• Exercise material:
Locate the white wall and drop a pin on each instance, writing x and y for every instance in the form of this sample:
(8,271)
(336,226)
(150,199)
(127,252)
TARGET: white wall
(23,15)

• Directions for this task:
Write down every entry exactly.

• Solution for this problem:
Locate the white wall and drop a pin on each instance, writing x and y for every instance in the form of this sample:
(8,271)
(336,226)
(150,199)
(127,252)
TARGET: white wall
(23,15)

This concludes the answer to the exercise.